> [Exercise]: Retype only what runs from the line that contains "target | tail light" through the last line of the listing below, both lines included.

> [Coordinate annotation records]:
— begin —

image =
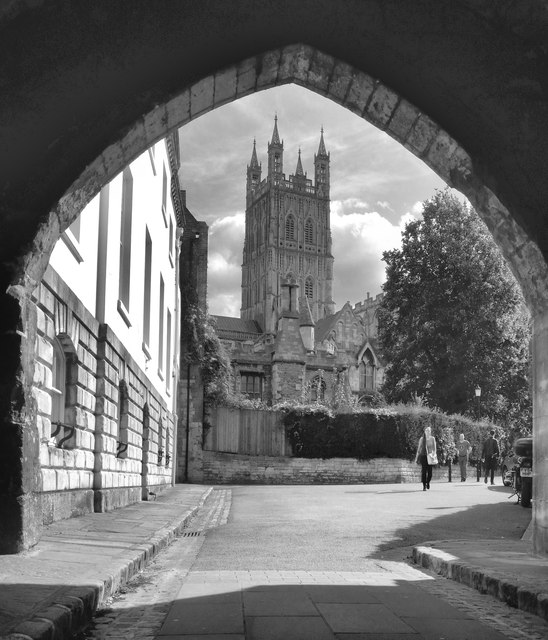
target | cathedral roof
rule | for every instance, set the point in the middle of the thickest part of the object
(327, 324)
(305, 315)
(236, 328)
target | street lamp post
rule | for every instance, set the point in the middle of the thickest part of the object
(478, 400)
(478, 410)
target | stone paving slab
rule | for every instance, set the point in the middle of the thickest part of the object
(53, 589)
(321, 605)
(505, 569)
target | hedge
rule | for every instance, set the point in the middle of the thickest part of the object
(391, 432)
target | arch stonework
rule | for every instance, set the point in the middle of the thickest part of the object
(455, 109)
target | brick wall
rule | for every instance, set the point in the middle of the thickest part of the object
(227, 468)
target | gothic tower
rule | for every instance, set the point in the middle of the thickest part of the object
(287, 236)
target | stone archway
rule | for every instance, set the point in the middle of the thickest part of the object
(475, 71)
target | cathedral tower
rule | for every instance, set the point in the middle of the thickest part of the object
(287, 236)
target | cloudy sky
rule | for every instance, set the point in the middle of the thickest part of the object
(376, 185)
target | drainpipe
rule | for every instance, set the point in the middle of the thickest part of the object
(194, 284)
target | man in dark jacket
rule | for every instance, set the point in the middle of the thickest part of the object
(489, 456)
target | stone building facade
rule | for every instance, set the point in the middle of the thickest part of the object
(105, 325)
(289, 342)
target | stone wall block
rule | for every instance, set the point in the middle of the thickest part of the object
(402, 121)
(422, 135)
(268, 69)
(439, 153)
(178, 110)
(295, 64)
(246, 77)
(63, 479)
(154, 124)
(360, 91)
(340, 81)
(320, 72)
(225, 86)
(43, 401)
(49, 480)
(381, 106)
(201, 96)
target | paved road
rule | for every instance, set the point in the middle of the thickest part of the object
(292, 562)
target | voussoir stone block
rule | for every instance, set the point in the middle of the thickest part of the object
(246, 77)
(361, 88)
(225, 86)
(269, 65)
(340, 81)
(295, 64)
(320, 72)
(381, 106)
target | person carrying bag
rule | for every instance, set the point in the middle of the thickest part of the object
(426, 456)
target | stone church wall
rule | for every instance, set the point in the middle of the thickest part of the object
(100, 460)
(231, 468)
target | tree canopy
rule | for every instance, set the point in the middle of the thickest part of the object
(453, 318)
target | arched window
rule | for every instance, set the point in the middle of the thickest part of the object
(64, 375)
(317, 389)
(308, 232)
(123, 420)
(58, 385)
(367, 372)
(309, 288)
(290, 227)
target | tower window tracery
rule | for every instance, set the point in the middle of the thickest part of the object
(290, 227)
(309, 288)
(308, 232)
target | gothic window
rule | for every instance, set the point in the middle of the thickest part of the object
(367, 372)
(290, 227)
(251, 385)
(63, 376)
(309, 288)
(123, 419)
(317, 389)
(125, 242)
(308, 232)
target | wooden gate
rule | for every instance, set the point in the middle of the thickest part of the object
(249, 431)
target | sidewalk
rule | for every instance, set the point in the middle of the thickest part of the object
(53, 590)
(505, 569)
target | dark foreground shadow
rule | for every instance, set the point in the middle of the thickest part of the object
(208, 608)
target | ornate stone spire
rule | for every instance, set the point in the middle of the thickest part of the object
(321, 148)
(275, 134)
(254, 164)
(299, 170)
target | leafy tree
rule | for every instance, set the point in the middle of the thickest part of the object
(453, 318)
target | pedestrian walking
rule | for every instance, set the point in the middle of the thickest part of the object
(426, 456)
(489, 456)
(464, 449)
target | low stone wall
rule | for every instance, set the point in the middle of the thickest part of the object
(235, 468)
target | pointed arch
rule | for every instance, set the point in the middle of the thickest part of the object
(290, 227)
(309, 231)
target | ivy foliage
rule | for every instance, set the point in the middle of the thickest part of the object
(453, 318)
(390, 432)
(202, 346)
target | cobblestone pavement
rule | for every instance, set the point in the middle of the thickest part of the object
(140, 610)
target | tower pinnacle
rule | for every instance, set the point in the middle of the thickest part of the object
(299, 170)
(275, 134)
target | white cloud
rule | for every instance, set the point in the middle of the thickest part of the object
(367, 166)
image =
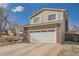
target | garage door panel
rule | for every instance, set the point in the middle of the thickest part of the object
(43, 37)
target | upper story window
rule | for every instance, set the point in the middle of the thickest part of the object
(36, 20)
(52, 17)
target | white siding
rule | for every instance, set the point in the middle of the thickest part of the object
(43, 16)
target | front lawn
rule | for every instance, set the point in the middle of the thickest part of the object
(69, 50)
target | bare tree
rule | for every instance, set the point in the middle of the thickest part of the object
(3, 19)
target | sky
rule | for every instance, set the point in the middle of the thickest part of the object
(20, 12)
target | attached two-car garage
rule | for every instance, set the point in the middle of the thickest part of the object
(43, 36)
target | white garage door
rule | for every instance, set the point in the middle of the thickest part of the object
(44, 36)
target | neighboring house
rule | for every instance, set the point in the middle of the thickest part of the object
(47, 25)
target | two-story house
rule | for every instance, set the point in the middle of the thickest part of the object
(47, 25)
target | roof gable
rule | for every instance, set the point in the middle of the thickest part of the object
(51, 9)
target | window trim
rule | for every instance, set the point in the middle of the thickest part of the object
(51, 15)
(37, 19)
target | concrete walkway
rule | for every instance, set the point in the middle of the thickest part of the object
(30, 49)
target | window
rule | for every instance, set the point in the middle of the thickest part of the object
(52, 17)
(36, 20)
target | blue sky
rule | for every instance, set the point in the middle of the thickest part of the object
(21, 11)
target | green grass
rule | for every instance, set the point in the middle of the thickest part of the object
(5, 43)
(69, 50)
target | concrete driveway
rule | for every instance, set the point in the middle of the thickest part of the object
(30, 49)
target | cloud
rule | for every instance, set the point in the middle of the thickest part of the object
(18, 9)
(3, 5)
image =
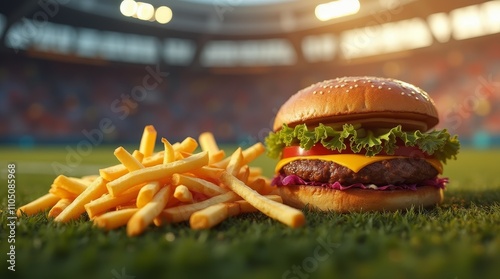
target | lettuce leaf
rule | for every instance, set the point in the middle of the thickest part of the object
(438, 143)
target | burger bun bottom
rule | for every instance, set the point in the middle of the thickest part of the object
(358, 200)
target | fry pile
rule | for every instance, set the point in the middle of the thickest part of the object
(173, 185)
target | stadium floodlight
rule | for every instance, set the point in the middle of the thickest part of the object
(145, 11)
(335, 9)
(163, 14)
(128, 7)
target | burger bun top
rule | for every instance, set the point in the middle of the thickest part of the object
(369, 101)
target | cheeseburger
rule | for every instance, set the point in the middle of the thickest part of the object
(360, 144)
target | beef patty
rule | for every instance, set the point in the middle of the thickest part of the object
(393, 171)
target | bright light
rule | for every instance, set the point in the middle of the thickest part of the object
(145, 11)
(336, 9)
(128, 7)
(163, 14)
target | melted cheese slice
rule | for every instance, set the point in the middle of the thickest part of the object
(355, 162)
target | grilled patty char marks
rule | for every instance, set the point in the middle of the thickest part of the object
(393, 171)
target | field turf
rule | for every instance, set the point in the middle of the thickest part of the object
(459, 239)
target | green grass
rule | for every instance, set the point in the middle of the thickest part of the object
(458, 239)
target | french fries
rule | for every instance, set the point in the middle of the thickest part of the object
(173, 185)
(147, 145)
(283, 213)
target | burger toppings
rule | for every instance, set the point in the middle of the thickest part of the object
(438, 144)
(352, 155)
(394, 171)
(364, 133)
(286, 180)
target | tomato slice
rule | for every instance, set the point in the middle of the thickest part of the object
(319, 149)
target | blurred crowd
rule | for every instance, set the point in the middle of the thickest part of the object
(46, 101)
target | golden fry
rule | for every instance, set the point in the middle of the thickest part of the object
(147, 193)
(62, 193)
(243, 174)
(183, 212)
(138, 156)
(42, 203)
(197, 185)
(129, 161)
(283, 213)
(249, 155)
(156, 173)
(113, 172)
(107, 202)
(59, 207)
(147, 145)
(208, 143)
(209, 217)
(182, 194)
(71, 185)
(114, 219)
(77, 207)
(169, 154)
(236, 161)
(145, 216)
(188, 145)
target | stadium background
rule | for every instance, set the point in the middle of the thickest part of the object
(53, 92)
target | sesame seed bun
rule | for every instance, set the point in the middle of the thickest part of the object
(369, 101)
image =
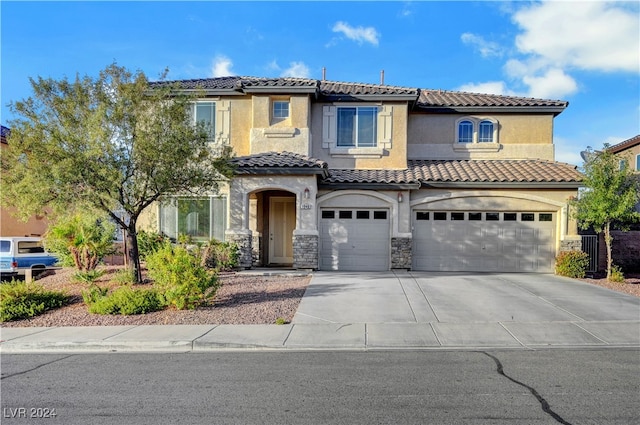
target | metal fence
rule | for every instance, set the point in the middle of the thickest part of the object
(590, 246)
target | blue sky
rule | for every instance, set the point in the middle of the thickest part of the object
(587, 53)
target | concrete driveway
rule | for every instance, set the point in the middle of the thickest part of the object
(470, 310)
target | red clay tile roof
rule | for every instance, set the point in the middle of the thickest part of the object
(405, 176)
(277, 160)
(426, 99)
(422, 171)
(494, 171)
(332, 88)
(634, 141)
(444, 98)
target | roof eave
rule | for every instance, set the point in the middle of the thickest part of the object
(280, 90)
(368, 186)
(555, 110)
(369, 97)
(289, 171)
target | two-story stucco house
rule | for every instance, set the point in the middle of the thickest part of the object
(350, 176)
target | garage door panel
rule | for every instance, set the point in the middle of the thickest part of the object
(356, 244)
(484, 245)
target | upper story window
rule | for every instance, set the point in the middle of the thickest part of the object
(471, 130)
(485, 132)
(465, 131)
(281, 109)
(205, 112)
(622, 164)
(357, 126)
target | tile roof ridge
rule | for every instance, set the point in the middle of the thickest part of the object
(511, 96)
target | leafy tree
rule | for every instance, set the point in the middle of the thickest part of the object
(111, 142)
(610, 195)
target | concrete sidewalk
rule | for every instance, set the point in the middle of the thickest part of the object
(392, 310)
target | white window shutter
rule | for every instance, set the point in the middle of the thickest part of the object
(329, 125)
(223, 122)
(385, 130)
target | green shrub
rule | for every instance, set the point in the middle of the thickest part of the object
(616, 275)
(149, 242)
(222, 256)
(84, 238)
(20, 300)
(572, 264)
(180, 277)
(124, 276)
(124, 300)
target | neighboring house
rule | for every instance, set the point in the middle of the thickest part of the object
(353, 176)
(11, 226)
(625, 249)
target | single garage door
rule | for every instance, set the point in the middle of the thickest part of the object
(484, 241)
(354, 239)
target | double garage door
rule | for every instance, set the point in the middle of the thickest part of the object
(354, 239)
(481, 241)
(484, 241)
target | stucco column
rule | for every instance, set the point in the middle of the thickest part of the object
(238, 231)
(305, 235)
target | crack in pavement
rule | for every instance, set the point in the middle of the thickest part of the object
(543, 403)
(37, 367)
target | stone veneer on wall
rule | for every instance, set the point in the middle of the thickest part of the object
(305, 252)
(401, 253)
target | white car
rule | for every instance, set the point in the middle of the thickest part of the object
(18, 254)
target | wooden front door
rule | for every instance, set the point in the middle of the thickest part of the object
(282, 221)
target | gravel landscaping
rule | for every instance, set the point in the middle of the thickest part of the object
(242, 299)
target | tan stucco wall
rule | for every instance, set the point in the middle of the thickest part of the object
(11, 226)
(519, 136)
(631, 156)
(272, 135)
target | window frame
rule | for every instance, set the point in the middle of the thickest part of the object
(355, 127)
(214, 231)
(467, 125)
(276, 112)
(194, 116)
(484, 139)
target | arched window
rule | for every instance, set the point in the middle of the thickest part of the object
(465, 132)
(485, 132)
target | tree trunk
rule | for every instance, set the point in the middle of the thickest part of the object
(133, 254)
(607, 241)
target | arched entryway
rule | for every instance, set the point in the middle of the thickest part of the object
(273, 221)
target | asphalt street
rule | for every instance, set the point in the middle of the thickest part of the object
(588, 386)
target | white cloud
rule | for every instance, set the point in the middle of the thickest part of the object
(221, 66)
(358, 34)
(596, 36)
(553, 83)
(558, 38)
(489, 87)
(296, 69)
(567, 151)
(486, 48)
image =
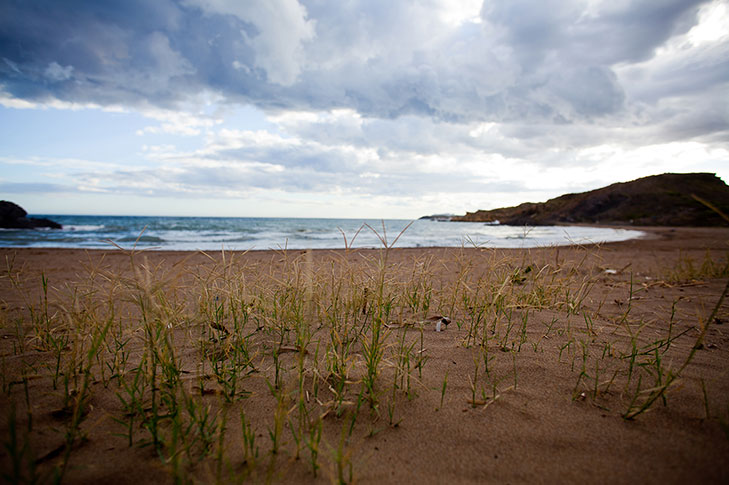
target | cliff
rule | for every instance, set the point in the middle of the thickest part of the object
(659, 200)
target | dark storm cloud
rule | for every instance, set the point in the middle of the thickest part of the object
(550, 60)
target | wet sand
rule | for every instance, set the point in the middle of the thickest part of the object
(541, 416)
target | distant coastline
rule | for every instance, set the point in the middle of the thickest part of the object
(659, 200)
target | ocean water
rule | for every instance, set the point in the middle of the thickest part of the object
(215, 233)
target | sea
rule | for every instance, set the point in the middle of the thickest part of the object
(241, 234)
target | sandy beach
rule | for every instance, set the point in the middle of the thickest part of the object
(558, 365)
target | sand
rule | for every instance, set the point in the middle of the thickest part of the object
(538, 417)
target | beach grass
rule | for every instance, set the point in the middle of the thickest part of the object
(233, 369)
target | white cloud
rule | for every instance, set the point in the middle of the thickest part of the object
(56, 72)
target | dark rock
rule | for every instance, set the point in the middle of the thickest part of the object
(670, 199)
(12, 216)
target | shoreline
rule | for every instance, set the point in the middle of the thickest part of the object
(539, 414)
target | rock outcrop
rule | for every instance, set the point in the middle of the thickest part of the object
(659, 200)
(12, 216)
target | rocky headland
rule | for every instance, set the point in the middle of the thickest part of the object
(669, 199)
(12, 216)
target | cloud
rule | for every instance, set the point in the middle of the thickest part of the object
(380, 97)
(539, 60)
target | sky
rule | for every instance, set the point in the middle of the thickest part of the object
(352, 108)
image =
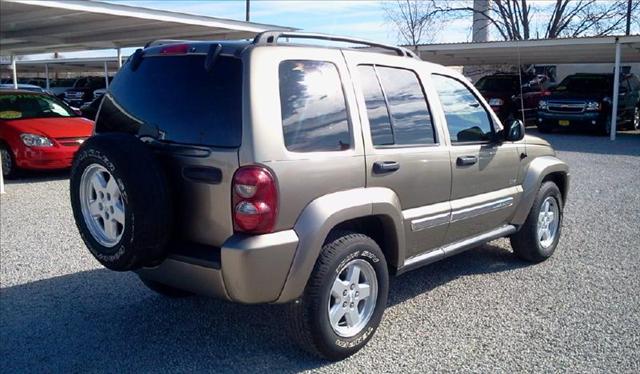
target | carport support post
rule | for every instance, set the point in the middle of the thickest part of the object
(106, 75)
(616, 87)
(119, 54)
(14, 74)
(46, 75)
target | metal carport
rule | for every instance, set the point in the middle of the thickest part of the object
(45, 26)
(609, 49)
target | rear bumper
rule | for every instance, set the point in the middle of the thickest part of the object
(43, 158)
(584, 119)
(249, 269)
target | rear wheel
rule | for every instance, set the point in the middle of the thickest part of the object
(9, 168)
(537, 239)
(344, 299)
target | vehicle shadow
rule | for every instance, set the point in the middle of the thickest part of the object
(30, 176)
(100, 320)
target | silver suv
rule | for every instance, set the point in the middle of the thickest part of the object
(267, 171)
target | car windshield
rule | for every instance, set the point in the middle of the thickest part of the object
(24, 106)
(581, 84)
(497, 84)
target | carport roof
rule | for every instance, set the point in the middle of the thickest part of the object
(30, 26)
(539, 51)
(83, 64)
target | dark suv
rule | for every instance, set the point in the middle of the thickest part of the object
(509, 99)
(267, 172)
(583, 101)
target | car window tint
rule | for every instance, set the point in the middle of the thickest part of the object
(313, 107)
(467, 119)
(178, 97)
(379, 121)
(407, 105)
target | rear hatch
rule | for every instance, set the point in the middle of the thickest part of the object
(191, 114)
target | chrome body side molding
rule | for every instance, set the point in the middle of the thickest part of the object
(455, 248)
(478, 210)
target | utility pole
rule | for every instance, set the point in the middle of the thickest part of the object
(628, 17)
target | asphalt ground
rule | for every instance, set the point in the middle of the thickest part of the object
(480, 311)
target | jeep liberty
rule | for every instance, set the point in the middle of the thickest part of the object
(271, 172)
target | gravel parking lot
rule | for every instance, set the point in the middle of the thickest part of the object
(481, 311)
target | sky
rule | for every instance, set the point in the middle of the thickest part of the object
(363, 19)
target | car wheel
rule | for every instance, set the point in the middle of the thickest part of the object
(537, 239)
(164, 289)
(9, 168)
(344, 300)
(120, 202)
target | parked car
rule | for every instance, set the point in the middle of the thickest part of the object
(583, 101)
(508, 97)
(83, 90)
(307, 175)
(90, 110)
(22, 86)
(59, 86)
(38, 131)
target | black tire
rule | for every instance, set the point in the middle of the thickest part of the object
(145, 195)
(164, 289)
(544, 128)
(525, 242)
(309, 316)
(9, 167)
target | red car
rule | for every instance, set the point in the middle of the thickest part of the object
(38, 131)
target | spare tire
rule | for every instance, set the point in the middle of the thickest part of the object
(120, 200)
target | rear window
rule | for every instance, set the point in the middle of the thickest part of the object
(179, 98)
(499, 84)
(581, 84)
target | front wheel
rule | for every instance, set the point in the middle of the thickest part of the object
(538, 238)
(344, 299)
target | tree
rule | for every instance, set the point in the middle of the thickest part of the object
(415, 20)
(523, 19)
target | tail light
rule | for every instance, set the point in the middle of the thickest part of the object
(255, 200)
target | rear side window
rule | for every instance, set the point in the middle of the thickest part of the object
(400, 116)
(377, 111)
(313, 107)
(179, 98)
(467, 120)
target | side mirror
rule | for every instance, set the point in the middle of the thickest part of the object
(515, 131)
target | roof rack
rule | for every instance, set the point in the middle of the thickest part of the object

— end —

> [Result for this task]:
target | tail light
rule | for every instance, set the point in the middle of the thickest part of the object
(255, 200)
target | rear side window
rule | for every instance, set the point in the middle of the thickest part of the object
(400, 116)
(377, 111)
(313, 107)
(179, 98)
(467, 120)
target | side mirror
rule | for every instance, set the point in the middle of the thickest part of the object
(515, 131)
target | roof rack
rule | for every instance, set the point in the middle of the thickest part of the object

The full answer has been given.